Required task -> Repeat the material exactly, every line of it.

------------------------------------

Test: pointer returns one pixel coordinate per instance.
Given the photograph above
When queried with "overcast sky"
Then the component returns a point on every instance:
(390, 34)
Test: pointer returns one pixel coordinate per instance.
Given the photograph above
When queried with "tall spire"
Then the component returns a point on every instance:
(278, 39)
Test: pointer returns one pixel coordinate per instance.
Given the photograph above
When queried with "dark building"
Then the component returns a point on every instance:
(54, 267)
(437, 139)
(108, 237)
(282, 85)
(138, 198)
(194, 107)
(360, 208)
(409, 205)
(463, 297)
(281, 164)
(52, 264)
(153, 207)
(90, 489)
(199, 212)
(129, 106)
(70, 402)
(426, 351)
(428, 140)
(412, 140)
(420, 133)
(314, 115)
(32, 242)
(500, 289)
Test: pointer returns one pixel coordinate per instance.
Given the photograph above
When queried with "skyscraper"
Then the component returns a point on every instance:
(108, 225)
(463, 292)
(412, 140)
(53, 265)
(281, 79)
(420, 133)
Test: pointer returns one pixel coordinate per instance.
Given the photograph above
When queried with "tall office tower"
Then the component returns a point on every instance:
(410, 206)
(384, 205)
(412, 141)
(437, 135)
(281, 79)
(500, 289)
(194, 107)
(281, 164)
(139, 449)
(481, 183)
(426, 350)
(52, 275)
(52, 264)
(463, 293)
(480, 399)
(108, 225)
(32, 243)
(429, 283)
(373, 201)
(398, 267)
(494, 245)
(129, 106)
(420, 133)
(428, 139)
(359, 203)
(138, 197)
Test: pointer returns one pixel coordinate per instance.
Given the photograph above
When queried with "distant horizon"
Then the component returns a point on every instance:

------------------------------------

Worked solution ->
Test: pointer returns one pixel coordinate per instance.
Given the photograph above
When queried with "overcast sky"
Then the component returns a point on every instance:
(390, 34)
Test: pointer returns one pixel coordinate per instance.
Given the photograph above
When queried with "tall spire"
Then the component returns a point on every instance:
(278, 39)
Test: pointer returns one pixel coordinate per instance.
Given the photograph above
When queried with "dark building"
Then the component returns a point on every instance:
(54, 267)
(437, 139)
(108, 237)
(282, 85)
(138, 198)
(194, 107)
(360, 208)
(409, 205)
(463, 297)
(281, 164)
(52, 264)
(153, 207)
(90, 489)
(199, 212)
(129, 106)
(70, 402)
(426, 351)
(428, 140)
(412, 140)
(420, 133)
(314, 115)
(32, 242)
(500, 289)
Test: pointer returns one pixel coordinate per instance.
Given the photograph above
When queried with "skyscraper"
Then the component returns a point on every instance:
(108, 225)
(463, 292)
(412, 140)
(53, 265)
(281, 79)
(420, 133)
Test: pointer returns one pixel coordinate per instance.
Given the photograph above
When queried with "tall office tower"
Then the component returns a point on every instance:
(410, 206)
(384, 205)
(412, 141)
(437, 135)
(281, 79)
(500, 289)
(194, 107)
(281, 164)
(139, 449)
(481, 183)
(426, 350)
(52, 275)
(52, 264)
(463, 293)
(480, 399)
(108, 225)
(32, 243)
(429, 283)
(373, 201)
(398, 267)
(494, 245)
(129, 106)
(420, 133)
(428, 139)
(359, 203)
(138, 197)
Test: pointer returns one pixel coordinate per instance.
Given the photograph above
When queried with "distant horizon"
Then the component returns a point on every instance:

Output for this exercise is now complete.